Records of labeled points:
* START *

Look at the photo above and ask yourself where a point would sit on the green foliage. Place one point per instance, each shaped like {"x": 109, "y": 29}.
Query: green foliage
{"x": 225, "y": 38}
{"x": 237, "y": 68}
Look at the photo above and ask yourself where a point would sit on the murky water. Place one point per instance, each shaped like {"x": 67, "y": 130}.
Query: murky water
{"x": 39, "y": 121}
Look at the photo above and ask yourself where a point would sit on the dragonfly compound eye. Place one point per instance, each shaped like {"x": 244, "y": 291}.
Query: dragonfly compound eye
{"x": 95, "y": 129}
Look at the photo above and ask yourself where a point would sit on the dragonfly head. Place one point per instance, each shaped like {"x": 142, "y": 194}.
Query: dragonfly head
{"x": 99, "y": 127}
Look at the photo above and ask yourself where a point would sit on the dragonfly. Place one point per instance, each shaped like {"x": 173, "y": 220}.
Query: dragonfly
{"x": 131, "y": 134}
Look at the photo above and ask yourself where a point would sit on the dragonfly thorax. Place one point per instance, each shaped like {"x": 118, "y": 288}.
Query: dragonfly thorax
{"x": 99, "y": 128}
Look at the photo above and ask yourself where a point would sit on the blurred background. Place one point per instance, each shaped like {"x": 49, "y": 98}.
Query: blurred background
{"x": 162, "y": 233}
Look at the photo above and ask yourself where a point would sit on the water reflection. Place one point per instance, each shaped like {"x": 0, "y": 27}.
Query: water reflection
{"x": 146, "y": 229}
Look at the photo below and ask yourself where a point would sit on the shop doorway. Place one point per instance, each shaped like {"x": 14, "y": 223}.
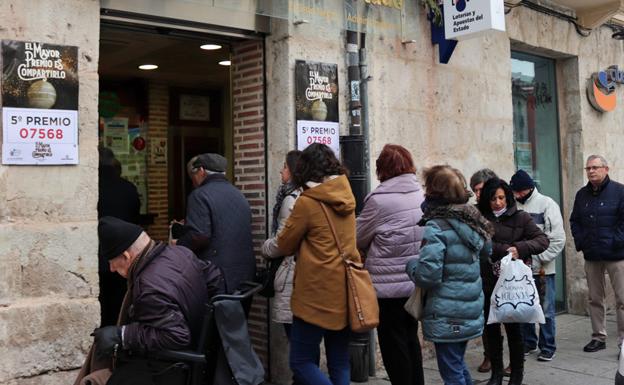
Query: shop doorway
{"x": 156, "y": 119}
{"x": 536, "y": 134}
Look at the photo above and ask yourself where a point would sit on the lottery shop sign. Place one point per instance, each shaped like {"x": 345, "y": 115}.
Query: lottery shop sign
{"x": 39, "y": 103}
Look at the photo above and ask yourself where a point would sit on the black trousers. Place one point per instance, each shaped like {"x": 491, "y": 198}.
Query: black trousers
{"x": 399, "y": 344}
{"x": 494, "y": 341}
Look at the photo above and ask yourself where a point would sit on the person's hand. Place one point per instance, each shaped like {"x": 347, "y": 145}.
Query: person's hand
{"x": 105, "y": 339}
{"x": 514, "y": 253}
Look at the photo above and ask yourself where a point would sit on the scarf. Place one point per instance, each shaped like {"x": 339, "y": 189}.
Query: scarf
{"x": 465, "y": 213}
{"x": 282, "y": 192}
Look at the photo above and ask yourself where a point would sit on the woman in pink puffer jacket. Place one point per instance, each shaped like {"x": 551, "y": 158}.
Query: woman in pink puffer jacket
{"x": 389, "y": 236}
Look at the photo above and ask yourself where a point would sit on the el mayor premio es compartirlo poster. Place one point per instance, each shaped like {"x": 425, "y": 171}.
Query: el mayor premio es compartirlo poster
{"x": 39, "y": 103}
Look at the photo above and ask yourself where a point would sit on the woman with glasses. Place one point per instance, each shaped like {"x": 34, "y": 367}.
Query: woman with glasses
{"x": 515, "y": 233}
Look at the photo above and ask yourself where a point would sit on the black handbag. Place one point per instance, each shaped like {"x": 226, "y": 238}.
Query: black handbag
{"x": 266, "y": 276}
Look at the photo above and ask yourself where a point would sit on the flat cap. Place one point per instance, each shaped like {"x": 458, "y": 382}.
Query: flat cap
{"x": 212, "y": 162}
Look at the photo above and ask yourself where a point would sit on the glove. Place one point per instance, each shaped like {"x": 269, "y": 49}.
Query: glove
{"x": 106, "y": 339}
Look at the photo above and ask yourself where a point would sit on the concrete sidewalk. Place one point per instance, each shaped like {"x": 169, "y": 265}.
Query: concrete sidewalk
{"x": 571, "y": 366}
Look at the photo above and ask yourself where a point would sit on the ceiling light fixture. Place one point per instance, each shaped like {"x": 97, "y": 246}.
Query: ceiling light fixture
{"x": 210, "y": 47}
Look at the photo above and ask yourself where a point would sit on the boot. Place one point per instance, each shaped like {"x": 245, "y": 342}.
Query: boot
{"x": 497, "y": 377}
{"x": 515, "y": 378}
{"x": 485, "y": 366}
{"x": 517, "y": 372}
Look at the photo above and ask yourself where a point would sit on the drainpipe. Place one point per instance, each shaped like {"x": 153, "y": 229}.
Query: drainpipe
{"x": 372, "y": 357}
{"x": 353, "y": 145}
{"x": 353, "y": 74}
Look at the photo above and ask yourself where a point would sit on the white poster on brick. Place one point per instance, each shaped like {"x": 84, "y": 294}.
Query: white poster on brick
{"x": 37, "y": 136}
{"x": 315, "y": 131}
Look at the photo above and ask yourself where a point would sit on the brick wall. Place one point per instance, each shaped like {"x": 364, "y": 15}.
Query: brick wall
{"x": 157, "y": 177}
{"x": 249, "y": 164}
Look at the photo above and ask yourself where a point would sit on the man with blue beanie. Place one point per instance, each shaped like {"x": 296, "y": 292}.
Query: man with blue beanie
{"x": 547, "y": 216}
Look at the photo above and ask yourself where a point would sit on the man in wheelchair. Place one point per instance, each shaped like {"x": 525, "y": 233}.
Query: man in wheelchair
{"x": 168, "y": 287}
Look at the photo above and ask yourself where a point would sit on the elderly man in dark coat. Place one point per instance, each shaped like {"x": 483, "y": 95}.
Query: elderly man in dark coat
{"x": 164, "y": 306}
{"x": 597, "y": 224}
{"x": 218, "y": 221}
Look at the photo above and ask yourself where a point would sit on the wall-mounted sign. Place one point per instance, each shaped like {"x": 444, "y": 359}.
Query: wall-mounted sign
{"x": 601, "y": 88}
{"x": 39, "y": 103}
{"x": 465, "y": 19}
{"x": 194, "y": 107}
{"x": 316, "y": 104}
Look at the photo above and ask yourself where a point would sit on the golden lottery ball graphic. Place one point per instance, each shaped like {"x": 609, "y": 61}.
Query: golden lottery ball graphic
{"x": 41, "y": 94}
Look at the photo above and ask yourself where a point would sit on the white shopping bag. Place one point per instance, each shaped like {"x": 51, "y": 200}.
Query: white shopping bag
{"x": 515, "y": 297}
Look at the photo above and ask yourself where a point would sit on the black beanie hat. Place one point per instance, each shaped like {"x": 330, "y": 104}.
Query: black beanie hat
{"x": 521, "y": 181}
{"x": 116, "y": 236}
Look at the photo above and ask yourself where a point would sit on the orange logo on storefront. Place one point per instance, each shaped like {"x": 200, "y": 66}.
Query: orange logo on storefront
{"x": 601, "y": 89}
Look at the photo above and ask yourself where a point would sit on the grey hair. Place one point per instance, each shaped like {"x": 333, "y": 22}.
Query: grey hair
{"x": 139, "y": 244}
{"x": 481, "y": 176}
{"x": 602, "y": 159}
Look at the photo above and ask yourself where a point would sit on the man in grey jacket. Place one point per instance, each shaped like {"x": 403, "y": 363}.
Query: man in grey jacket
{"x": 547, "y": 215}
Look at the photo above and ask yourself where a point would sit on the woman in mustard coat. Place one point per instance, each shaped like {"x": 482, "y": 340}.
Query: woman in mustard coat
{"x": 319, "y": 299}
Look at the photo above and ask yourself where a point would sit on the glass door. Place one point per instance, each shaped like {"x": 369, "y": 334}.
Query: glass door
{"x": 536, "y": 133}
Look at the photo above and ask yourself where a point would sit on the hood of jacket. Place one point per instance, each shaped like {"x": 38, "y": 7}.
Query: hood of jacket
{"x": 469, "y": 237}
{"x": 334, "y": 192}
{"x": 404, "y": 183}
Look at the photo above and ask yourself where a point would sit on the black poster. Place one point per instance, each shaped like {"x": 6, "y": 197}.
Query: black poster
{"x": 316, "y": 91}
{"x": 38, "y": 75}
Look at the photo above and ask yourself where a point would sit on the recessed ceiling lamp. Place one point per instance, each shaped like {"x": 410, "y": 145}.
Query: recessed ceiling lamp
{"x": 210, "y": 47}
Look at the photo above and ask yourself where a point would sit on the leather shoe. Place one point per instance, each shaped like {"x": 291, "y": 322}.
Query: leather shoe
{"x": 485, "y": 366}
{"x": 594, "y": 346}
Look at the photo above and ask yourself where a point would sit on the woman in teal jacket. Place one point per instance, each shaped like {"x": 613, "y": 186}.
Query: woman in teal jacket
{"x": 456, "y": 237}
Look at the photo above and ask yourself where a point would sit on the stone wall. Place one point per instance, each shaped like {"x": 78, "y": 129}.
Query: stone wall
{"x": 249, "y": 163}
{"x": 158, "y": 174}
{"x": 48, "y": 218}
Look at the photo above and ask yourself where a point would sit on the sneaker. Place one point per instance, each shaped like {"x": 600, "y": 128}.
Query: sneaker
{"x": 528, "y": 350}
{"x": 545, "y": 356}
{"x": 594, "y": 346}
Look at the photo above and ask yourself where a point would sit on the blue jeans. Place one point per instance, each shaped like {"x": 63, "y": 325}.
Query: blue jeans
{"x": 451, "y": 363}
{"x": 546, "y": 342}
{"x": 305, "y": 340}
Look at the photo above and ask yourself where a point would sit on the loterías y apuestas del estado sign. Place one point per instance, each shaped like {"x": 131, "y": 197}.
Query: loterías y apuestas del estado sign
{"x": 601, "y": 88}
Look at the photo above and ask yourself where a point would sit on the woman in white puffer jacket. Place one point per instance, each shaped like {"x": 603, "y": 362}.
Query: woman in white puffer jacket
{"x": 287, "y": 194}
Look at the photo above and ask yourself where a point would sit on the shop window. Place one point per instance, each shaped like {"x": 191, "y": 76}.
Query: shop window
{"x": 536, "y": 131}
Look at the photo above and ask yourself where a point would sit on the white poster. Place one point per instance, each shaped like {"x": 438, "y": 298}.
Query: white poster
{"x": 315, "y": 131}
{"x": 464, "y": 19}
{"x": 39, "y": 103}
{"x": 39, "y": 136}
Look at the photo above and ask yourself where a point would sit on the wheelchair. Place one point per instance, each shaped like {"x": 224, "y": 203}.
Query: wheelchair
{"x": 199, "y": 365}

* END *

Write the lines out verbatim, from the one with "on the blue" through the last line of the entries, and stop there.

Look at the photo above and ask yourself where a point would sit on the blue jeans. Place one point per instance, each shaped like {"x": 63, "y": 325}.
Query: blue jeans
{"x": 451, "y": 363}
{"x": 546, "y": 342}
{"x": 305, "y": 340}
Look at the photo above and ask yourself where a point would sit on the loterías y apuestas del estado sign. Place one point per instance, each shaped like {"x": 131, "y": 197}.
Query: loterías y apuestas del estado sign
{"x": 601, "y": 88}
Look at the photo above and ask yourself where a point would sit on the woman in white puffer jacket. Place one point per instance, each shaped like {"x": 603, "y": 362}.
Query: woman in white puffer jacket
{"x": 287, "y": 194}
Look at the photo above and ask yourself where a point would sit on the shop window. Place one point per instance, each shaped like {"x": 191, "y": 76}.
Query: shop window
{"x": 536, "y": 131}
Look at the photo above and ask yourself where a point would sit on the white poster. Place one point per instance, each shaped like {"x": 438, "y": 298}.
Query: white poster
{"x": 315, "y": 131}
{"x": 464, "y": 19}
{"x": 39, "y": 103}
{"x": 39, "y": 136}
Look at the photo above and ask yourself where a point would sit on the wheelchair. Place one point per instance, each shaped like {"x": 224, "y": 203}.
Query: wheelchair
{"x": 199, "y": 365}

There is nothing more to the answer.